=== RECORDS FOR THE EXERCISE ===

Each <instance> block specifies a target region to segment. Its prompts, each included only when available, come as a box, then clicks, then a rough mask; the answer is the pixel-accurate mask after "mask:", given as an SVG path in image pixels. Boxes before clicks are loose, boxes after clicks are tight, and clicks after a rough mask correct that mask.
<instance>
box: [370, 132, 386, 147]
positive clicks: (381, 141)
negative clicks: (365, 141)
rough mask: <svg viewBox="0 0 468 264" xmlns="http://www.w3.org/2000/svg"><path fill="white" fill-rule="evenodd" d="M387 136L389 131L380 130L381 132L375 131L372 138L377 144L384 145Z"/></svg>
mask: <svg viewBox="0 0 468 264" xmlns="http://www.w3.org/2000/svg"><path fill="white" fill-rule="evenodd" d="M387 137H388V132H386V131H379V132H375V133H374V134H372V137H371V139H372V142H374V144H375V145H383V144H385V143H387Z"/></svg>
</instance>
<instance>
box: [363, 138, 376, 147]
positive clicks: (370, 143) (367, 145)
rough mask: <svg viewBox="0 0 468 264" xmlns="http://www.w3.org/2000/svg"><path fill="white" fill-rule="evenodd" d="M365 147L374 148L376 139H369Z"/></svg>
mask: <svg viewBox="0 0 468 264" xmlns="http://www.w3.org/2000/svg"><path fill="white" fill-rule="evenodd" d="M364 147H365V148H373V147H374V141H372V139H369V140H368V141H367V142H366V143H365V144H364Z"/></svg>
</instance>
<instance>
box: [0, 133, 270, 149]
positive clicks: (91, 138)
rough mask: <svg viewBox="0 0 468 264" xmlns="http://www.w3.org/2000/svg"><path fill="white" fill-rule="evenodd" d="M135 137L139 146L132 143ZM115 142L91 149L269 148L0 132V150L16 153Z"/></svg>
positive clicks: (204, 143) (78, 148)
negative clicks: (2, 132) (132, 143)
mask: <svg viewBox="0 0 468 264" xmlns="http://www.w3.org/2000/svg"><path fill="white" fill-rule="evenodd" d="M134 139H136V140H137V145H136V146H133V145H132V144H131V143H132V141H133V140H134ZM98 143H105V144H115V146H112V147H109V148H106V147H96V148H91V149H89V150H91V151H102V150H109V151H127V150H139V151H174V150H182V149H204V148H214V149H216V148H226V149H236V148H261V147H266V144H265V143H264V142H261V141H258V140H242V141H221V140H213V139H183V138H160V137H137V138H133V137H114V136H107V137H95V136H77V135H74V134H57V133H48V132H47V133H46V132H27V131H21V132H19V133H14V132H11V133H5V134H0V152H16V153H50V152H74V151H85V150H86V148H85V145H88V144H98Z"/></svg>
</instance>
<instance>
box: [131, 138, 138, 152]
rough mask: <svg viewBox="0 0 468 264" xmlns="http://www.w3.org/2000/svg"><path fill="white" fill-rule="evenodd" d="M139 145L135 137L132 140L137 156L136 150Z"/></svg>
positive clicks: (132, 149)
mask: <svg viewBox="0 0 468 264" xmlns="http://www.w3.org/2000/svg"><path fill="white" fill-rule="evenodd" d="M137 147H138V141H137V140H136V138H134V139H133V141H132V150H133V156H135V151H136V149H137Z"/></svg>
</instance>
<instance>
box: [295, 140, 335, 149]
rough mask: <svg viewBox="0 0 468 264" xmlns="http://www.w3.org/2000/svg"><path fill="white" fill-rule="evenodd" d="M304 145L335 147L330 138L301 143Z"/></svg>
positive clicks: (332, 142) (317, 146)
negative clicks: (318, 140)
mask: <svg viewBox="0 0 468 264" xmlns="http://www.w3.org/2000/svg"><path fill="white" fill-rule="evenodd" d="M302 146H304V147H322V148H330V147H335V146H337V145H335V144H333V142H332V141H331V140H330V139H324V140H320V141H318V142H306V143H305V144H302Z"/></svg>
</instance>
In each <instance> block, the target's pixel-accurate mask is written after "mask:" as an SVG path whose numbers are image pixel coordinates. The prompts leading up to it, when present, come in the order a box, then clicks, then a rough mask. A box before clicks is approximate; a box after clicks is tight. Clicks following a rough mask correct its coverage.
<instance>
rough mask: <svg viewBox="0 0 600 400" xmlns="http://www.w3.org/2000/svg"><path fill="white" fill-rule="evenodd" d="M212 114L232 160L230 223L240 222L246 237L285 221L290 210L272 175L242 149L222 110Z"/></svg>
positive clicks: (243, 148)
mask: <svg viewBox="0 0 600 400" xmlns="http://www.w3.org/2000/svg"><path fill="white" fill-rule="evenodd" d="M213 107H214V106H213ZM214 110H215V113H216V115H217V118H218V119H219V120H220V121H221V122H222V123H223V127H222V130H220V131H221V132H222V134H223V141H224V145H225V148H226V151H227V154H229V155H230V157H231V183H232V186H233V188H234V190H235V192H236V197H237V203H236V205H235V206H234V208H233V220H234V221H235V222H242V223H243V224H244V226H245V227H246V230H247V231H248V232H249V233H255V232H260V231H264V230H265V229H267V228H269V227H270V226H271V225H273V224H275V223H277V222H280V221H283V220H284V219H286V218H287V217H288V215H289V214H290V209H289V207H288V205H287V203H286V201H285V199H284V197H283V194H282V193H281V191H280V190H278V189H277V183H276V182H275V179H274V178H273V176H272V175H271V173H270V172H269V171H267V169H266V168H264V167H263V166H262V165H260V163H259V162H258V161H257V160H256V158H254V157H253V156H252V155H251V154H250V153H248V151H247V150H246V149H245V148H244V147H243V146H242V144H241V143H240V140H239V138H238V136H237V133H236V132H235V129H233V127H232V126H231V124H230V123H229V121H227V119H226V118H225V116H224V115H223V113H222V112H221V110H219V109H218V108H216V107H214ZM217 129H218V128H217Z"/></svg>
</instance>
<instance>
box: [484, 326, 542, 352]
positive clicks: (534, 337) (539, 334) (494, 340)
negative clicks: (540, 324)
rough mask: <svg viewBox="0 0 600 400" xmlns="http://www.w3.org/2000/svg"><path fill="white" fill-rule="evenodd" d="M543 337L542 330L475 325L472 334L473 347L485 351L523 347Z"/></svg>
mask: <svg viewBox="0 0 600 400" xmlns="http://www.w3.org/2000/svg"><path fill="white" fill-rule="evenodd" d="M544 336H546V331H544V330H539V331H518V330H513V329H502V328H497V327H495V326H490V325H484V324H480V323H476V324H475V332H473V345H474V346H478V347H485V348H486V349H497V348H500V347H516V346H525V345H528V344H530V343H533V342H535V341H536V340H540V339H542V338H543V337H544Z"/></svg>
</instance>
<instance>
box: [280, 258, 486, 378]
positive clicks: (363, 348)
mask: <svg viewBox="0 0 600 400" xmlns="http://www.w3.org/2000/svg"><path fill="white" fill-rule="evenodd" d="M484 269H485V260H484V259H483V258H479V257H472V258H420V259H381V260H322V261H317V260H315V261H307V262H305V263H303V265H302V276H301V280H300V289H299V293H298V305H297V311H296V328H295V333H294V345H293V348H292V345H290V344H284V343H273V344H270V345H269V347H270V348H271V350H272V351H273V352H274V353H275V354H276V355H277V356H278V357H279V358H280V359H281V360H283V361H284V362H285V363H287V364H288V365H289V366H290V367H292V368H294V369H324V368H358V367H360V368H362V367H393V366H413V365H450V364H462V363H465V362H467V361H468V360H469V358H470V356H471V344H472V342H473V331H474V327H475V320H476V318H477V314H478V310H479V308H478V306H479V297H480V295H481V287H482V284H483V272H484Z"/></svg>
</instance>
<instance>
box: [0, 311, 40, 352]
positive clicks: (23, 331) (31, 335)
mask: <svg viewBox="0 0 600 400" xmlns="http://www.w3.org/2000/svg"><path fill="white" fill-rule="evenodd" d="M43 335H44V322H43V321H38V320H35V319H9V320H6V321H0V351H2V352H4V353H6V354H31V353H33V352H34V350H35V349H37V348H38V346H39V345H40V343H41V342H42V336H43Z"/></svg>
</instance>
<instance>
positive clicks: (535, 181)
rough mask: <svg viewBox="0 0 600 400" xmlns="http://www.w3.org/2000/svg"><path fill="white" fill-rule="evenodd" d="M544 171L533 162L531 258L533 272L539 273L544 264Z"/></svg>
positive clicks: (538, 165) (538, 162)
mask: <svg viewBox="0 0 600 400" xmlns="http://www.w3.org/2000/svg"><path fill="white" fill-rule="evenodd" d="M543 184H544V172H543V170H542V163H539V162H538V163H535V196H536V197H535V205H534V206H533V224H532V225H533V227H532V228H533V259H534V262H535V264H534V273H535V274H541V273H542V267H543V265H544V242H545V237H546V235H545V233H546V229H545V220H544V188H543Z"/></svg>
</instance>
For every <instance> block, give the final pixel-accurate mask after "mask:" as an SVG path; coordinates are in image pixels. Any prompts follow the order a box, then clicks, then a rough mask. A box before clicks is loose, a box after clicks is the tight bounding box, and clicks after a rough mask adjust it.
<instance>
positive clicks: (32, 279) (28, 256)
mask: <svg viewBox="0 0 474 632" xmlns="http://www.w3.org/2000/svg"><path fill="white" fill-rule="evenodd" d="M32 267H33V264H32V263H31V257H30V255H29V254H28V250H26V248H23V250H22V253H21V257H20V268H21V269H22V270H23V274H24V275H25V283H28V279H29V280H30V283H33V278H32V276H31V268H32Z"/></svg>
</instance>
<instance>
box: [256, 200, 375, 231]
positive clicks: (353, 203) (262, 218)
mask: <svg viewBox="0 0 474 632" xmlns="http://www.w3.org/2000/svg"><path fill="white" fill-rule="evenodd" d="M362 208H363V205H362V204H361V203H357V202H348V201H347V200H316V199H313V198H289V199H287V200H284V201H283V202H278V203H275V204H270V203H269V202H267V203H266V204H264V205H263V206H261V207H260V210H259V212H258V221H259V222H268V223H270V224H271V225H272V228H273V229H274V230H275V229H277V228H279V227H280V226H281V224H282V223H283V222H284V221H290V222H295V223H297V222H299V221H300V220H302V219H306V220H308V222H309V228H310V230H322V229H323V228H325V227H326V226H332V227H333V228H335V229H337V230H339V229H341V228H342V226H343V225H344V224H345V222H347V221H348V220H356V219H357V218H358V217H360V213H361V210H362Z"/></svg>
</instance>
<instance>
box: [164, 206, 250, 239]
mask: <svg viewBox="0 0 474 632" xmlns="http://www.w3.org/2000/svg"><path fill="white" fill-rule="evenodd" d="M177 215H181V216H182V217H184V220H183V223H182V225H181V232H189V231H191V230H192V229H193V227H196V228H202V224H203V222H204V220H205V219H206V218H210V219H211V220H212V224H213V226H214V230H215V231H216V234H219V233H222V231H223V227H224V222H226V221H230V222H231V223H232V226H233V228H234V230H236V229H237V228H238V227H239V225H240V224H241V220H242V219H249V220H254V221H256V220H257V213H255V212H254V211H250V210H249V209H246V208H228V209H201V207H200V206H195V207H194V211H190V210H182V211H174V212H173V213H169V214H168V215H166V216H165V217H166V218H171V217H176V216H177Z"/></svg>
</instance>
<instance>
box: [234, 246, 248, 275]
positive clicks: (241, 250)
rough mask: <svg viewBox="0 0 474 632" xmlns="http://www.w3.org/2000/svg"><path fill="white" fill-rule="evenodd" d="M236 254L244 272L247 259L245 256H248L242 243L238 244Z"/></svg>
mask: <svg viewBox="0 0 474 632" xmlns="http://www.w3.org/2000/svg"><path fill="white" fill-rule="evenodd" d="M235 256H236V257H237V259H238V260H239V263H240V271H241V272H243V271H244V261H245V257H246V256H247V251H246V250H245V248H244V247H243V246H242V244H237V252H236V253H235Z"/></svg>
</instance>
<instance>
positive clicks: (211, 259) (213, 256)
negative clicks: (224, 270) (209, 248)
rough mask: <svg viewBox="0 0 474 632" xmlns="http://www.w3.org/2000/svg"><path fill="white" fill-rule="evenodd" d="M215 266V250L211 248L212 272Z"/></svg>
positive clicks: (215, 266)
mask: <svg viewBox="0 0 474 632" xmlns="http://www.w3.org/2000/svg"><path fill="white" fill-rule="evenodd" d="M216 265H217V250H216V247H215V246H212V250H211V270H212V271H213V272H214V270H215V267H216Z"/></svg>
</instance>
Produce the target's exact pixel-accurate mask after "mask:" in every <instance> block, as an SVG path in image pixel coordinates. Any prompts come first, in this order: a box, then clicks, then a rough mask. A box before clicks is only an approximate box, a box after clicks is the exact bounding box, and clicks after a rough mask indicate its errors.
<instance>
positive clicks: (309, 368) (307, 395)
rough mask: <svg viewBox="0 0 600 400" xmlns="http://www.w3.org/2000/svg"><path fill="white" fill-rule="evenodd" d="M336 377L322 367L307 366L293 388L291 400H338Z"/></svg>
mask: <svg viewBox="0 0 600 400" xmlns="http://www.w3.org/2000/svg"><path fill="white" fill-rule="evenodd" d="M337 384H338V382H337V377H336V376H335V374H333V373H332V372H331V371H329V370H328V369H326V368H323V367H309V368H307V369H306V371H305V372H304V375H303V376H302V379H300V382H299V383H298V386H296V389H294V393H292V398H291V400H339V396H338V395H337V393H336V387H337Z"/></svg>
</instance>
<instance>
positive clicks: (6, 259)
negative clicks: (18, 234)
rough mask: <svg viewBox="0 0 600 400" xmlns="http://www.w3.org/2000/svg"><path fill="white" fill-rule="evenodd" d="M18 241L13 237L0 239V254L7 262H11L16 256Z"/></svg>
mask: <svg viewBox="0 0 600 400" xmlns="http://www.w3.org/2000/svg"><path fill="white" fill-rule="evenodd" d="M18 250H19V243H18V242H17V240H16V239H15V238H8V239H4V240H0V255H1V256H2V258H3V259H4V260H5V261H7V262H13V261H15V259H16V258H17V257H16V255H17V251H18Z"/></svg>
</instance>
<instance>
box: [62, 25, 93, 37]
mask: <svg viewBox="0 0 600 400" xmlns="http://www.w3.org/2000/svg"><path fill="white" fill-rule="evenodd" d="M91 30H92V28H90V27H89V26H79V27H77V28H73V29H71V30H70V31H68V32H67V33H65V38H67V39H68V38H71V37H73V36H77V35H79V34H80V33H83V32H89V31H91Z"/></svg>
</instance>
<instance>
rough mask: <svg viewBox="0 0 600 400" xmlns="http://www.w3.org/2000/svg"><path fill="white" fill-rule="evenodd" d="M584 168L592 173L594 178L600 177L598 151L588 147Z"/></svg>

=== EXERCISE PROMPT ===
Look through the data above for the string "come" and copy every line where it appears.

=== EXERCISE RESULT ===
Each <instance> block specifies a target region to segment. Its prompts, each included only when available, come as a box, then clicks, then a rough mask; the answer is the pixel-accurate mask after "mask:", given as an SVG path in image pixels. Boxes before clicks are loose, boxes after clicks are tight, and clicks after a rough mask correct that mask.
In each <instance> block, the target's pixel-accurate mask is written after "mask:" as an SVG path whose numbers are image pixel coordinates. The prompts leading up to it, when present, come in the order a box, then clicks, then a rough mask. A box before clicks is approximate; a box after clicks is tight. Clicks following a rough mask correct its coverage.
Produce the target's exact pixel-accurate mask after "mask:" in every <instance> block, as an SVG path in image pixel coordinates. Any prompts come first, in this order: a box, then clicks, then a rough mask. A box before clicks is only an approximate box, a box after clicks is the exact bounding box, and clicks after a rough mask indicate its errors.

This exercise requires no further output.